UNITED STATES
SECURITIES AND EXCHANGE COMMISSION

WASHINGTON, D.C. 20549

 

FORM 8-K

 

CURRENT REPORT
Pursuant to Section 13 or 15(d) of the Securities Exchange Act of 1934

 

Date of Report (Date of earliest event reported): December 28, 2017

 

GenOn Energy, Inc.

(Exact name of Registrant as specified in its charter)

 

76-0655566 (IRS Employer Identification No.)

001-16455 (Commission File Number)

 

Delaware
(State or other jurisdiction of
incorporation)

 

(609) 524-4500
(Registrant’s telephone number,
including area code)

 

804 Carnegie Center,

Princeton, New Jersey 08540
(Address of principal executive offices, including zip code)

 

Check the appropriate box below if the Form 8-K filing is intended to simultaneously satisfy the filing obligation of the registrant under any of the following provisions:

 

o Written communications pursuant to Rule 425 under the Securities Act (17 CFR 230.425)

 

o Soliciting material pursuant to Rule 14a-12 under the Exchange Act (17 CFR 240.14a-12)

 

o Pre-commencement communications pursuant to Rule 14d-2(b) under the Exchange Act (17 CFR 240.14d-2(b))

 

o Pre-commencement communications pursuant to Rule 13e-4(c) under the Exchange Act (17 CFR 240.13e-4(c)

 

Indicate by check mark whether the registrant is an emerging growth company as defined in as defined in Rule 405 of the Securities Act of 1933 (§230.405 of this chapter) or Rule 12b-2 of the Securities Exchange Act of 1934 (§240.12b-2 of this chapter).

 

o Emerging growth company

 

If an emerging growth company, indicate by check mark if the registrant has elected not to use the extended transition period for complying with any new or revised financial accounting standards provided pursuant to Section 13(a) of the Exchange Act.   o

 

 

 



 

Item 8.01.    Other Events.

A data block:
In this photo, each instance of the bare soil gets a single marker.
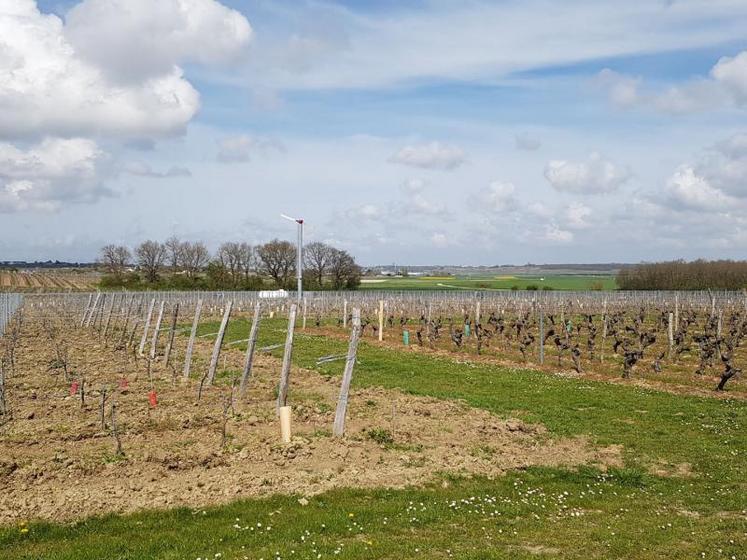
(58, 463)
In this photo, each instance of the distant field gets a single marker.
(47, 280)
(555, 282)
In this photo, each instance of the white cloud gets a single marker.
(137, 40)
(732, 73)
(715, 181)
(47, 89)
(539, 210)
(621, 89)
(366, 212)
(441, 240)
(688, 190)
(594, 176)
(50, 173)
(498, 196)
(554, 234)
(433, 155)
(576, 215)
(418, 202)
(142, 169)
(240, 149)
(475, 41)
(726, 86)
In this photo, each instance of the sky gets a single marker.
(465, 132)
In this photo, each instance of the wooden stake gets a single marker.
(251, 344)
(347, 376)
(172, 331)
(156, 332)
(146, 327)
(191, 343)
(285, 371)
(218, 344)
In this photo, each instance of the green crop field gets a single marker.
(553, 282)
(696, 511)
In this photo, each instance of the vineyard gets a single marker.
(123, 402)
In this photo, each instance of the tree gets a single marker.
(229, 258)
(317, 259)
(115, 258)
(174, 249)
(150, 257)
(278, 260)
(247, 259)
(344, 271)
(194, 257)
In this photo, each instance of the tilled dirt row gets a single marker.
(57, 461)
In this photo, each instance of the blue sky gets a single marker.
(424, 132)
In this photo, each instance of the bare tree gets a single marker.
(278, 260)
(195, 257)
(318, 259)
(115, 258)
(229, 256)
(174, 248)
(247, 259)
(150, 257)
(345, 273)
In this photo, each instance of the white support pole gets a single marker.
(381, 320)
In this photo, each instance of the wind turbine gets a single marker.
(299, 256)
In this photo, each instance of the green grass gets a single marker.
(627, 513)
(555, 282)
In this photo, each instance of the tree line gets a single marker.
(681, 275)
(236, 265)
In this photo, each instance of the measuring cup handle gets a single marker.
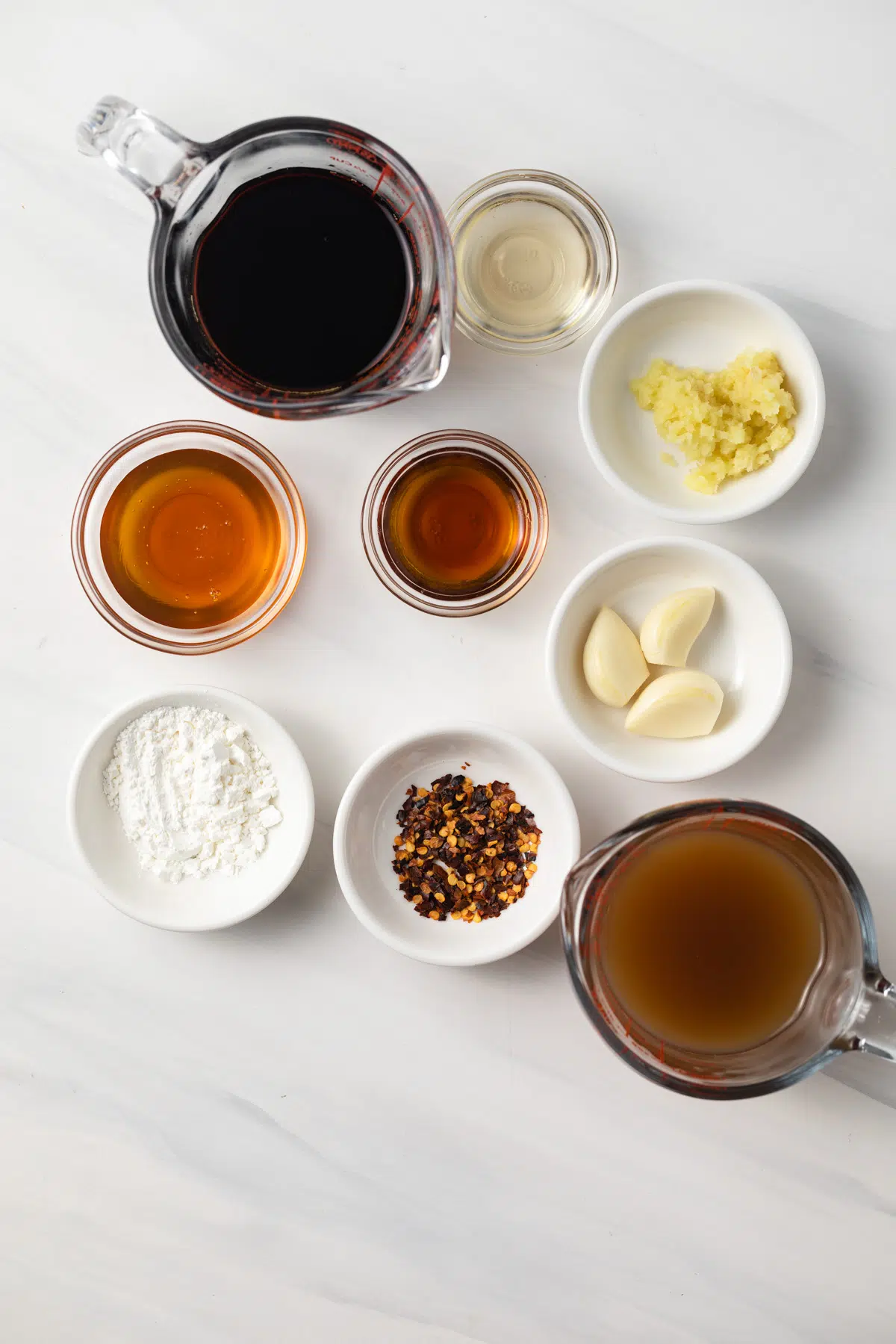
(874, 1027)
(143, 149)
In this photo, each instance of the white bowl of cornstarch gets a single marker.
(193, 808)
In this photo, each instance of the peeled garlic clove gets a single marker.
(615, 665)
(672, 625)
(677, 705)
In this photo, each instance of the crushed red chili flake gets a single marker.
(467, 851)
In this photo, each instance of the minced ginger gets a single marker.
(727, 423)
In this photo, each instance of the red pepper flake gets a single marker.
(464, 850)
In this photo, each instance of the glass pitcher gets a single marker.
(848, 1006)
(190, 183)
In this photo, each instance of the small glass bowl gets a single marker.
(532, 503)
(590, 222)
(141, 448)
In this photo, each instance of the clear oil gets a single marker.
(524, 267)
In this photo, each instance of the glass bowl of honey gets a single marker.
(188, 537)
(454, 523)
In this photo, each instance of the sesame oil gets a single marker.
(191, 538)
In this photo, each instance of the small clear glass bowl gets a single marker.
(141, 448)
(534, 508)
(593, 226)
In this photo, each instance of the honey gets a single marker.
(191, 538)
(454, 523)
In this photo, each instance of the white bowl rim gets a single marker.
(669, 511)
(503, 738)
(680, 544)
(147, 702)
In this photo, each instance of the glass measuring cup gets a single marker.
(190, 183)
(848, 1006)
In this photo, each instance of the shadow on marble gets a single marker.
(844, 443)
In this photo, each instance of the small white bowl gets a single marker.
(746, 647)
(366, 830)
(195, 903)
(704, 323)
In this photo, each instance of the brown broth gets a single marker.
(191, 538)
(711, 940)
(454, 523)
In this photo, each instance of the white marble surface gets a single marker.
(285, 1132)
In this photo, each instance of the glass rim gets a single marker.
(642, 826)
(532, 499)
(373, 386)
(164, 638)
(598, 302)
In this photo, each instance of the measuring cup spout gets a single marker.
(429, 361)
(147, 152)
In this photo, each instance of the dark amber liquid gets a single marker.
(304, 280)
(709, 940)
(191, 538)
(454, 523)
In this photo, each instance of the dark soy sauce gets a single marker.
(302, 281)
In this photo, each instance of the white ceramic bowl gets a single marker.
(193, 903)
(704, 323)
(366, 828)
(746, 647)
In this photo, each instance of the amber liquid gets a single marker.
(709, 940)
(454, 523)
(191, 538)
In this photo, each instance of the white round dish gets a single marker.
(746, 647)
(195, 903)
(366, 830)
(704, 323)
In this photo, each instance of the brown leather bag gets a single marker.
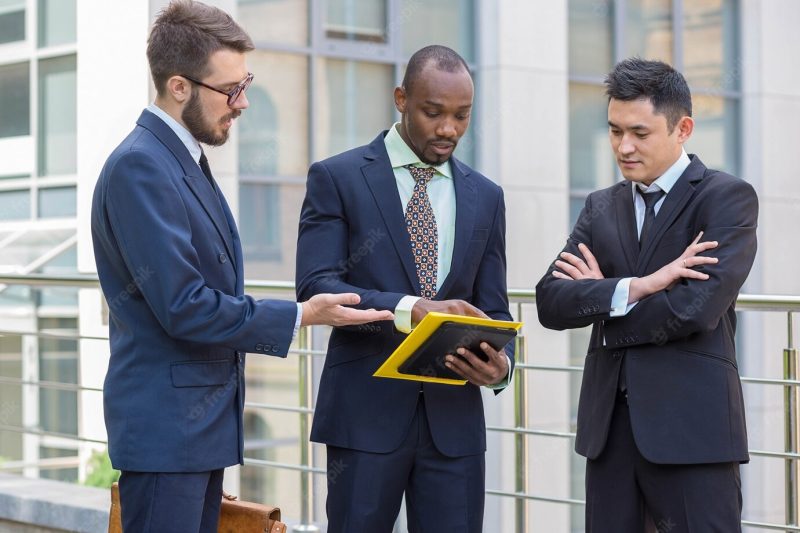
(235, 516)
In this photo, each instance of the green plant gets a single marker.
(100, 472)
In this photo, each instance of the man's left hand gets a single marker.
(573, 267)
(477, 371)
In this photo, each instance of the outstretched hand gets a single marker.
(330, 309)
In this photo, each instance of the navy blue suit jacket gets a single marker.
(353, 238)
(677, 345)
(170, 265)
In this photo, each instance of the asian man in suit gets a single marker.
(654, 264)
(170, 265)
(411, 229)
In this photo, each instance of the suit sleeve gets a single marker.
(322, 245)
(148, 219)
(490, 293)
(566, 304)
(698, 305)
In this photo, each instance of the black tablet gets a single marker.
(428, 359)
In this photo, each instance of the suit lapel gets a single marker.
(466, 202)
(626, 223)
(674, 202)
(193, 176)
(381, 182)
(211, 204)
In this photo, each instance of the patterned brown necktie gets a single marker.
(421, 226)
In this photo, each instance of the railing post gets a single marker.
(305, 380)
(791, 402)
(520, 440)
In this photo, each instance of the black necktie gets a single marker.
(650, 201)
(206, 169)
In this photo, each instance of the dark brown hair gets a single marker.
(184, 36)
(666, 88)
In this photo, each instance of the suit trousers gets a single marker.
(625, 493)
(443, 494)
(154, 502)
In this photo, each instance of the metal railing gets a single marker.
(521, 431)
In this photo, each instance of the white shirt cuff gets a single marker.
(298, 320)
(402, 313)
(619, 300)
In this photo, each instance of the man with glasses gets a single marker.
(170, 264)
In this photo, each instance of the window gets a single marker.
(15, 97)
(57, 22)
(12, 21)
(353, 106)
(57, 202)
(15, 204)
(58, 96)
(356, 20)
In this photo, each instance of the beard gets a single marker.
(196, 123)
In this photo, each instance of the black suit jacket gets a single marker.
(353, 238)
(684, 392)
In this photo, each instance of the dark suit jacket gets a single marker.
(353, 238)
(684, 393)
(170, 265)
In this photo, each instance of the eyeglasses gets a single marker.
(233, 94)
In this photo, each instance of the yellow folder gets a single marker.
(420, 357)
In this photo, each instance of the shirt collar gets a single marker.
(400, 154)
(183, 134)
(668, 179)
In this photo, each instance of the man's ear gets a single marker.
(685, 128)
(179, 89)
(400, 99)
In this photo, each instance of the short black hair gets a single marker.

__The tasks__:
**A)** Summarize the GenOn Energy filing in two sentences.
**B)** From the GenOn Energy filing, quote the part that opens with the words containing "CURRENT REPORT" and closes with "GenOn Energy, Inc.".

__Worked answers__:
**A)** This current report on Form 8-K, made pursuant to Section 13 or 15(d) of the Securities Exchange Act of 1934, gives December 28, 2017 as the date of the earliest event reported. The registrant is GenOn Energy, Inc., a Delaware corporation whose principal executive offices are at 804 Carnegie Center, Princeton, New Jersey 08540.

**B)**
CURRENT REPORT
Pursuant to Section 13 or 15(d) of the Securities Exchange Act of 1934

 

Date of Report (Date of earliest event reported): December 28, 2017

 

GenOn Energy, Inc.